WHAT YOU SHOULD DO:
Beginning with the line containing "Can you see the red campaign" and ending with the last line of the records, set down every line exactly.

PROVIDED RECORDS:
^^^^^^^^
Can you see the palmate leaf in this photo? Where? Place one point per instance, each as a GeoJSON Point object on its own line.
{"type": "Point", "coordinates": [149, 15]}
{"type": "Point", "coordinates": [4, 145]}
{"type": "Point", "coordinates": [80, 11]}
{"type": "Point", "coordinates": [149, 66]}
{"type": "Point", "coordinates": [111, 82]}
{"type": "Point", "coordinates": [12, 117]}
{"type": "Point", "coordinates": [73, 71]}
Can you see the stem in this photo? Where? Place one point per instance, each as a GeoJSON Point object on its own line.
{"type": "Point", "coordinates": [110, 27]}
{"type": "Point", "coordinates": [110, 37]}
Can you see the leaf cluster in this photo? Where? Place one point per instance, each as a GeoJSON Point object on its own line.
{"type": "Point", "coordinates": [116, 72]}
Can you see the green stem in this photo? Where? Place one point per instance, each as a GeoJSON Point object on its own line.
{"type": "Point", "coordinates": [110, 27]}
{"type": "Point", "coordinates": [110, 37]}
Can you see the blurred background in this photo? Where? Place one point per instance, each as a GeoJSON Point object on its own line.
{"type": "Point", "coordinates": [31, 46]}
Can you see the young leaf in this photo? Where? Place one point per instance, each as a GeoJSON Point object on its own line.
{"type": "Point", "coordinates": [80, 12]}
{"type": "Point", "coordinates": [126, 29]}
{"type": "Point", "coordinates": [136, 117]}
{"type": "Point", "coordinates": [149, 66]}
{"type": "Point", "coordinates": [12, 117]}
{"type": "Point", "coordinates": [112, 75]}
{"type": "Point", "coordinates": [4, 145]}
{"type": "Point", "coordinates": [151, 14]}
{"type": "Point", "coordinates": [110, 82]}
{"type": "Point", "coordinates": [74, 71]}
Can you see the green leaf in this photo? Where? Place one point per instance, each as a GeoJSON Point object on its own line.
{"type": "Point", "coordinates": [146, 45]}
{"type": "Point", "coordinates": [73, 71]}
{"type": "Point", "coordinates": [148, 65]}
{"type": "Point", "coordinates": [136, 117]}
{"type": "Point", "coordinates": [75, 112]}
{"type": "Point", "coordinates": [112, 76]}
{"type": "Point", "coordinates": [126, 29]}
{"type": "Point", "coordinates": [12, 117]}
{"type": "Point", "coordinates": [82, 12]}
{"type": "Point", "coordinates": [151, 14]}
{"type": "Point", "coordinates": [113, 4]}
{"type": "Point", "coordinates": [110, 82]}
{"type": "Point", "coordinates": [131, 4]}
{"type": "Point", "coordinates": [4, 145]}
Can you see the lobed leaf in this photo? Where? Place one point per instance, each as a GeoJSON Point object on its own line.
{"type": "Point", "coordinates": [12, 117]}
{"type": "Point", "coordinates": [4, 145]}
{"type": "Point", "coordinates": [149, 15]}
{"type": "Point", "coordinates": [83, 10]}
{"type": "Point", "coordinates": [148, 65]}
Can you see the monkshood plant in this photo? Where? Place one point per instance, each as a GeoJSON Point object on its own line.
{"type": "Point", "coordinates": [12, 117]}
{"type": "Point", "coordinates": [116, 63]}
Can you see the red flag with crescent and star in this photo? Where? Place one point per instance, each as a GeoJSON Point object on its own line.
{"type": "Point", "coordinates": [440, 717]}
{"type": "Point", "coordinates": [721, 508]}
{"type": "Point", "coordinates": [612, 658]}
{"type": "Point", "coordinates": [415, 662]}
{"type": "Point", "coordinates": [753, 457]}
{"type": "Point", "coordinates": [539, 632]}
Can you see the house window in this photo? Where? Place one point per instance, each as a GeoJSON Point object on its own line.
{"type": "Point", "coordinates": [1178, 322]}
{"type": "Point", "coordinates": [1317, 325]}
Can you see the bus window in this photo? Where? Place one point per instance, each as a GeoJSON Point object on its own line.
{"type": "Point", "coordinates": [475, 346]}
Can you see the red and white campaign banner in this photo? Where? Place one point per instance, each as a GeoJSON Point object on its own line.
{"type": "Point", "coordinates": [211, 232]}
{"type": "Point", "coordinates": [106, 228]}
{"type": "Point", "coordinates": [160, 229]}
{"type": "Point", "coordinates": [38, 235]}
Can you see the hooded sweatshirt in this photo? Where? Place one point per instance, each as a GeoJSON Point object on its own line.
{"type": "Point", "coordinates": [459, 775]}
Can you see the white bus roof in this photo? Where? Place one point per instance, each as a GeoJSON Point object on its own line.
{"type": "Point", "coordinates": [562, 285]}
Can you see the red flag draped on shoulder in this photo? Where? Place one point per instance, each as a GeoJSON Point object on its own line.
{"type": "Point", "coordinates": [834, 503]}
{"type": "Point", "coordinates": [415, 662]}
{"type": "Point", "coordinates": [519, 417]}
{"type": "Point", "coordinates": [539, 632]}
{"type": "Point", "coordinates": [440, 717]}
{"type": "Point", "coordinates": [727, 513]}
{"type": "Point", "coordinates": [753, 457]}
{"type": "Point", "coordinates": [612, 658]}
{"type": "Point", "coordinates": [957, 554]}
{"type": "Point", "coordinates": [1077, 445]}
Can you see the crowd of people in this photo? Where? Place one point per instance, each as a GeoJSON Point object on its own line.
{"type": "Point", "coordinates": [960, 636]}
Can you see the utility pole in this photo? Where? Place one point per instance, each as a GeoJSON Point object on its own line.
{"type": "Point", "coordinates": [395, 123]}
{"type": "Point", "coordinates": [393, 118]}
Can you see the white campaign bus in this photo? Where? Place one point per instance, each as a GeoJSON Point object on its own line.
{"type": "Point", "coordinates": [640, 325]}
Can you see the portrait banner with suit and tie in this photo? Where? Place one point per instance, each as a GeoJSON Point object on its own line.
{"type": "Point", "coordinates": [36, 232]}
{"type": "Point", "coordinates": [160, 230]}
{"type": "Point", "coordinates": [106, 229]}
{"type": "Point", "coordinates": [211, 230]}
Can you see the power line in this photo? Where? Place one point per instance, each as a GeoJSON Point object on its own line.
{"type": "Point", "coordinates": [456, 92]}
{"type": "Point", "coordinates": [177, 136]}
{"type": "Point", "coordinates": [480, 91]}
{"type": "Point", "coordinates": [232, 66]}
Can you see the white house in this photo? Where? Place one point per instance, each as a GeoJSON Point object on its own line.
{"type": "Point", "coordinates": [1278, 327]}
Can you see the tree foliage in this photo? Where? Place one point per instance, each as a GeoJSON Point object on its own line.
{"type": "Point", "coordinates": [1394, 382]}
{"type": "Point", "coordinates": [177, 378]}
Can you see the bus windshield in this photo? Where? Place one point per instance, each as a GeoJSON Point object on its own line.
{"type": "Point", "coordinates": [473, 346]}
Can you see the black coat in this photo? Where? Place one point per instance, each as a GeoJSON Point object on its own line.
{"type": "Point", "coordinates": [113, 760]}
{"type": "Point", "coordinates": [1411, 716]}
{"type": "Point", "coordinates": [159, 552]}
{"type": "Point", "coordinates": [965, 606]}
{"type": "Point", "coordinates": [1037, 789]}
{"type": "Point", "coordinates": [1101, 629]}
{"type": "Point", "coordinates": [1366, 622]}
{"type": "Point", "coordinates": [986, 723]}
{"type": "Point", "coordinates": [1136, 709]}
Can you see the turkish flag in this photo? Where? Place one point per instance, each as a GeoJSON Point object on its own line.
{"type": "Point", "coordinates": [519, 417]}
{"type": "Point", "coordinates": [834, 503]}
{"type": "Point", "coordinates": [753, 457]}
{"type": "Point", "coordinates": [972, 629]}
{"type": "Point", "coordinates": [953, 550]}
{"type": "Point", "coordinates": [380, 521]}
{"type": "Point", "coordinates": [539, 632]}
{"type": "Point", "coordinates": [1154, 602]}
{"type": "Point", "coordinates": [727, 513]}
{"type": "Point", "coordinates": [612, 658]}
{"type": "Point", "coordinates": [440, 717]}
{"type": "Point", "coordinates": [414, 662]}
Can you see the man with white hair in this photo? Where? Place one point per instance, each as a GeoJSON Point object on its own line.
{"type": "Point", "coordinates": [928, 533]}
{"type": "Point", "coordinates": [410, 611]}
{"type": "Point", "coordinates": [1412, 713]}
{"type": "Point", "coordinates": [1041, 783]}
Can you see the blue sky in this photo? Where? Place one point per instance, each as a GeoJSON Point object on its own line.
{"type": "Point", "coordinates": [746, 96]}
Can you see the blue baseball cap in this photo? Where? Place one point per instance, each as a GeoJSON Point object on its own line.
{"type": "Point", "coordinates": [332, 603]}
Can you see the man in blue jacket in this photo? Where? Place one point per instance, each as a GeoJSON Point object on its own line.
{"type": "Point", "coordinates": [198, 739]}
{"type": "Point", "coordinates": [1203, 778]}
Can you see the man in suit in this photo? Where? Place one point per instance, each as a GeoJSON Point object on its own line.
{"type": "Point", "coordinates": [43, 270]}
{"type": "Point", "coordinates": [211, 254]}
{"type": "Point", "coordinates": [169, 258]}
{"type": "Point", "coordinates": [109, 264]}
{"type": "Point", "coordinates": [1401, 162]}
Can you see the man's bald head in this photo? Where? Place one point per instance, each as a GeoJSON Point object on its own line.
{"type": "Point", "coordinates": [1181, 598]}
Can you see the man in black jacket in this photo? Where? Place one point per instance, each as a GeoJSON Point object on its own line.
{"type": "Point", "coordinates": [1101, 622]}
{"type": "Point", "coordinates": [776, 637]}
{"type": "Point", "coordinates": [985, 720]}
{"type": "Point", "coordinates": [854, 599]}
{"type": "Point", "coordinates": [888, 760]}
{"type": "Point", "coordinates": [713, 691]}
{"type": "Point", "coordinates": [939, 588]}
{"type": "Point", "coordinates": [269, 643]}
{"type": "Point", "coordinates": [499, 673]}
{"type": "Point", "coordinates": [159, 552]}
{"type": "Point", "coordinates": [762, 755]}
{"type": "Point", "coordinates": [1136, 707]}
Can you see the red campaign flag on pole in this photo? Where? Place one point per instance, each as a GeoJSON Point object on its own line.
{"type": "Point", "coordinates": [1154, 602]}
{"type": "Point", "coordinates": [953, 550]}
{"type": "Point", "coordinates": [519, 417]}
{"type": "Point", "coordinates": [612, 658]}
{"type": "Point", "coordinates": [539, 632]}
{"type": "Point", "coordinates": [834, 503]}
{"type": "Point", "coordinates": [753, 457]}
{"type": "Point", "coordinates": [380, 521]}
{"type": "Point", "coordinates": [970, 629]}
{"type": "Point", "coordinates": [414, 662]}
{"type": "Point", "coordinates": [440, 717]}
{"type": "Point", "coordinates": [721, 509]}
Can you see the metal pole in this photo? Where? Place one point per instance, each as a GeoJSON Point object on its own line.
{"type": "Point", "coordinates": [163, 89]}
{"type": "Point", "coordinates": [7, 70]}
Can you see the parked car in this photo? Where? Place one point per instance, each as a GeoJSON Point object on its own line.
^^^^^^^^
EXPECTED ANSWER:
Can you see the red campaign flag on pole in this photo? Where? Place one point per instance, each as a GeoJSON Point object on its own line.
{"type": "Point", "coordinates": [1154, 602]}
{"type": "Point", "coordinates": [953, 550]}
{"type": "Point", "coordinates": [519, 417]}
{"type": "Point", "coordinates": [612, 658]}
{"type": "Point", "coordinates": [539, 632]}
{"type": "Point", "coordinates": [834, 503]}
{"type": "Point", "coordinates": [753, 457]}
{"type": "Point", "coordinates": [380, 521]}
{"type": "Point", "coordinates": [970, 629]}
{"type": "Point", "coordinates": [414, 662]}
{"type": "Point", "coordinates": [440, 717]}
{"type": "Point", "coordinates": [721, 509]}
Can you see the metal pole in this photo? Where? Place one point per instance, each as a GeoJSON Point object on its own line.
{"type": "Point", "coordinates": [163, 89]}
{"type": "Point", "coordinates": [7, 70]}
Can you see the parked car in this photo? Where? Place one point per instance, each as a GeoJSON Point object on its own line.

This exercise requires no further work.